● やること:
次の1.〜3.が、下にある府中宿を歩いた文章の内容と合っているかを「はい」か「いいえ」で答え、決め手になる文章の言葉をそのまま引用してください。1. 府中高札場の奥は、大國魂神社の御旅所になっている。2. 片町という名前は、南側にしか町並みが無かったことから来ていると言われる。3. 鹿島坂は、かつて鹿島田坂と呼ばれていた。
═════ 本文
この大銀杏の根元には、蜷貝が生息していて、産婦の乳がでないときに、この蜷貝をせんじて飲むと乳の出が良くなると言われました。近年は、手を合わせると産後の肥立ちがよくなるという、謂れがあるという。

街道へもどり、交差点の大ケヤキ

(右が、若木が空洞から茂ったケヤキ、赤い木囲いがしてある)

大国魂神社前交差点から先は宮西町となり旧番場宿に入ります。

ここから府中街道との交差点まで、200m程がかっての府中宿の中で、

旅宿なども立ち並ぶ最も賑わった所で、その番場宿内の「神戸」と呼ばれる場所で

あったという石碑が建っていた。

番場宿は名主の茂右衛門にとって開設され、茂右衛門宿とも呼ばれたそうです。

 まもなく甲州街道と北上する川越街道、南下する相州街道(現在の府中街道)の

府中市役所前交差点になり、昔は札の辻と呼ばれ南側に府中高札場が当時のまま

残されている。

板塀に囲まれ、りっぱな門を持つ高札場の奥は、大國魂神社の御旅所で、5月の例大祭(くらやみ祭り)の際に、8基の神輿がここに渡御するという。

交差点向かい側右手のマンションなどが建つ付近は元本陣があったとか。

そして北側の蔵造りの酒屋は、創業万延元年(1860年)創業という、

「中久本店」。

隣接して今は跡形もないが、問屋場があったと街道書にある。

(酒屋さんの店内壁に、問屋場があた、との案内板があるという)

中久本店のすぐ先に小さな公園と番場会館があり、会館前に番場宿碑が建てられて

いた。

付近には江戸時代に近江屋、信州屋といった旅籠があったそうです

おっ、番場屋、割烹料亭のようだ。

賑わった宿場の雰囲気がありますね。

街道書にも付近は脇本陣や旅籠などがあったというが、示すものは何もなかった。

すぐ先で左右に伸びた緑地帯のある緩い坂には鹿島坂碑が建っている。

碑には、

甲州街道と交わる鹿島坂は、大國魂神社例大祭に関係する鹿島田家からその名がとられたそうです。かつては鹿島田坂と呼ばれていたのが、いつからか鹿島坂になった、

とあった。

片町に入ってすぐ右手に片町碑があり、片町の名前は、南側に広い境内の高安寺が

あるため、北側にしか町並みが無かった為と云われる、と記されていた。

そして左(南)側は大きな寺標が建つ曹洞宗・高安寺境内です。

そして高安寺。

街道書によれば、

「ここは平将門を討伐した藤原秀郷の館跡と伝わっています。

後に見性寺というお寺が建てられ、、戦乱により荒廃しいたのを、

室町幕府の将軍足利尊氏が再興し、龍門山高安護国禅寺と号したのが
はじまりとされています。

高安寺の「高」は尊氏の旧名・高氏からとったのだそうです」とある。

総門を入って右に折れると、明治5年建立という大きな山門が現れます。
══════════
═════ 与えられたデータ
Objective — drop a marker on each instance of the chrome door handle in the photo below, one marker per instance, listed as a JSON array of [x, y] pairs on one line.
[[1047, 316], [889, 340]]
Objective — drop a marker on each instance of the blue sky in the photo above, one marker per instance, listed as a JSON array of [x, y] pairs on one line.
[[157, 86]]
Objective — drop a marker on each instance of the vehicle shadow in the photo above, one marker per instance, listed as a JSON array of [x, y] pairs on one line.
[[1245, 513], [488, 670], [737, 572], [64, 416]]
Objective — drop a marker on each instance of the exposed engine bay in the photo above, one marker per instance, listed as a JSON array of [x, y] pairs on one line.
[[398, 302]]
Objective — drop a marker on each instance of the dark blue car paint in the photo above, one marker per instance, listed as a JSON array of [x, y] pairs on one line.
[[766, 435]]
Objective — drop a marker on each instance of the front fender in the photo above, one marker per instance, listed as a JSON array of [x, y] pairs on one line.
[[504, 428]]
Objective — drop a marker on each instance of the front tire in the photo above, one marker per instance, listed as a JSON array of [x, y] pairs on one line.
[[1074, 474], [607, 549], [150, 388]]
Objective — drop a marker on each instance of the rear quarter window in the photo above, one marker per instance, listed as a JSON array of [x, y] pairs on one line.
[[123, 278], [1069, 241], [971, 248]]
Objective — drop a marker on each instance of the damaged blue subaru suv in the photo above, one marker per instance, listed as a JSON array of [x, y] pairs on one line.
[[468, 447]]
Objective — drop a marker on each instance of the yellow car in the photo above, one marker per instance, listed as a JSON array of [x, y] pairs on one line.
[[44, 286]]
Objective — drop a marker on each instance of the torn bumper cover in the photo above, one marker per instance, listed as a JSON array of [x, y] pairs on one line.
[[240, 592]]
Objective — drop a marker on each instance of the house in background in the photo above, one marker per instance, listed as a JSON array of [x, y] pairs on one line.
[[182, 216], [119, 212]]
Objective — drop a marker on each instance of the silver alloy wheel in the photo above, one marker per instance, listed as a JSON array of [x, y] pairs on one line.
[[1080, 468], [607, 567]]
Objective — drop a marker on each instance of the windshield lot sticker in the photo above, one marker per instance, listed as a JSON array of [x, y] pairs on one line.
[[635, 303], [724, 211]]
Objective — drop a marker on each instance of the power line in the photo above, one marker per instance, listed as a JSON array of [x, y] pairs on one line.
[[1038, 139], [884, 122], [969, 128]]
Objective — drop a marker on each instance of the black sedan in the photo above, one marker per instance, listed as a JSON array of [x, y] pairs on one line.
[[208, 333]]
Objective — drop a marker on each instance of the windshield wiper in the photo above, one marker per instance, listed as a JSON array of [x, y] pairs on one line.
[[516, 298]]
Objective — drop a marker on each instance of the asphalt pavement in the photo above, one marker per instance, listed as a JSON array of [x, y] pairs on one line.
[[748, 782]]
══════════
● 想定される答え:
1. はい:「高札場の奥は、大國魂神社の御旅所で」
2. いいえ:「北側にしか町並みが無かった為と云われる」
3. はい:「かつては鹿島田坂と呼ばれていたのが、いつからか鹿島坂になった」